- Prompt A
Transcribe the lines of the records word for word, everything from the line containing "Indicate the blurred crowd" down to the last line of the records.

---------- Page text

BACKGROUND
Because this is, in part, an appeal from a grant of summary judgment to the defendants, we recite the facts in the light most favorable to plaintiff.
On June 5, 1993, Mark Pangburn assaulted a woman in her home in West Sparta, New York. The victim saw Pang-burn then drive away in a Chevrolet Blazer which turned out to belong to his wife Kathleen. The Livingston County Sheriffs Department arrested Pangburn later that day while he was driving the Blazer and the Sheriff seized the vehicle as evidence. Pangburn subsequently pled guilty to the assault in Livingston County Court of the State of New York, Criminal Term (Cicoria, J.). He was sentenced on October 5, 1993, and appealed to the Appellate Division.
Shortly after his sentencing, Pangburn filed a motion to get back the Blazer. Judge Cicoria denied the motion because the truck was still being held as evidence, pending resolution of Pangburn’s appeal. Immediately after oral argument on the motion, however, two Sheriffs Department deputies told Pangburn that Department employees were making “personal use” of the Blazer. This was confirmed when Pangburn’s wife ultimately recovered the Blazer in June 1995, about two months after the New York Court of Appeals denied Pangburn leave to appeal his conviction, and two full years after its original seizure. Though in “excellent” condition when it was seized, the Blazer now had “bald” tires, looked “beat-up” and “the mileage had been changed.”

--------------------

- Prompt B
Continue the court opinion about the seized Chevrolet Blazer from where it stops.

---------- Raw records

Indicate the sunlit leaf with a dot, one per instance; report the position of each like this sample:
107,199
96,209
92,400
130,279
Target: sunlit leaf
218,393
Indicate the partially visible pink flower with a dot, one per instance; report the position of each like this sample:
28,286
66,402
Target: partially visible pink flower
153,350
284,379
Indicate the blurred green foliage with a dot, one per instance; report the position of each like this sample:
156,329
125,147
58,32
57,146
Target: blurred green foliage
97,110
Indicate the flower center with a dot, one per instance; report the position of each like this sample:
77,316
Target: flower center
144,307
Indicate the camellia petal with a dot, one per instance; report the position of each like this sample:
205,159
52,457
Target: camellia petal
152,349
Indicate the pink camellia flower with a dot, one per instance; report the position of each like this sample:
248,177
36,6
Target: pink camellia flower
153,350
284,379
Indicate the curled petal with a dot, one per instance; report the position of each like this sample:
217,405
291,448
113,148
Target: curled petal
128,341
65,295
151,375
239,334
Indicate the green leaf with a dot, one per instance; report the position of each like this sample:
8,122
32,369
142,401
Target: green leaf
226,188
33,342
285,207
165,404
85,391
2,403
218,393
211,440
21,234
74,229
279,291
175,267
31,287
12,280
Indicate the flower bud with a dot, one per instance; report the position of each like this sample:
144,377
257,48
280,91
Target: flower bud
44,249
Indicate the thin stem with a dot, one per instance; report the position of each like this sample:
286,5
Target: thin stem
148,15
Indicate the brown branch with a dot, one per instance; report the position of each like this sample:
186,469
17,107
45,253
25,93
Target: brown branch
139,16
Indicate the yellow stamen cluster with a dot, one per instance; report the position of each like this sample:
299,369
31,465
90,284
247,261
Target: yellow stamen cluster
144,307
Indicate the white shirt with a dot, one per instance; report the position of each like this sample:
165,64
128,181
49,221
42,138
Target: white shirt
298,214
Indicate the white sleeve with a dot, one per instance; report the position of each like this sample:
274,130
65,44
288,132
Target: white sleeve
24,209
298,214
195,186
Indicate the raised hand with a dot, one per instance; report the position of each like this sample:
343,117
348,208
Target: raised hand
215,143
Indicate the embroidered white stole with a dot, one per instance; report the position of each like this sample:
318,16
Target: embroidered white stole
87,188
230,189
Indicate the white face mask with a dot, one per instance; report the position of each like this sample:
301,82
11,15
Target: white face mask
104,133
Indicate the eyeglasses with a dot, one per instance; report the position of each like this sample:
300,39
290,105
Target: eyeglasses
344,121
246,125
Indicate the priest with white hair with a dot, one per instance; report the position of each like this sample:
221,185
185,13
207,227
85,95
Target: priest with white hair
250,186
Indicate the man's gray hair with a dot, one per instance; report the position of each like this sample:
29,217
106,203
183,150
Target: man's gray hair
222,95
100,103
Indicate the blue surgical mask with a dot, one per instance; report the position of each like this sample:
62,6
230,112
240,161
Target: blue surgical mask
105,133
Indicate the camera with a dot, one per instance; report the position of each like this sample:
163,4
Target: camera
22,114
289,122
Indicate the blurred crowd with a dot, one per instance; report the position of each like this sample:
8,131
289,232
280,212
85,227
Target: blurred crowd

--------------------

- Right answer A
Indicate the blurred crowd with a dot, one per instance; report the position of each like this sample:
8,131
289,232
280,212
85,227
Target: blurred crowd

- Right answer B
Thereafter, Pangburn instituted three successive lawsuits in an effort to recover for the Sheriff Department’s frolic and detour with the Blazer. Each of these lawsuits was dismissed. 1 Undeterred, Pangburn initiated this action pro se in June 1996 in the United States District Court for the Western District of New York (Elfvin, /.), against James Culbertson, the Livingston County Clerk, John M. York, the Livingston County Sheriff, and an unnamed property clerk. Pangburn claimed that by seizing and retaining the Blazer, defendants had deprived him of his Fourteenth Amendment right to due process in violation of 42 U.S.C. § 1983. He also alleged that defendants had violated the Freedom of Information Act (“FOIA”), 5 U.S.C. § 552, the Privacy Act, 5 U.S.C. § 552a, as well as sundry New York state statutes.
In March 1997, Pangburn movеd for summary judgment. The district court sua sponte dismissed Pangburn’s FOIA and Privacy Act claims, leaving his § 1983 claim as the sole federal cause of action. The court also suggested that Pangburn amend his “rambling” and “repetitive” *69 complaint to set forth the “short and plain statement” envisioned by Fed.R.Civ.P. 8.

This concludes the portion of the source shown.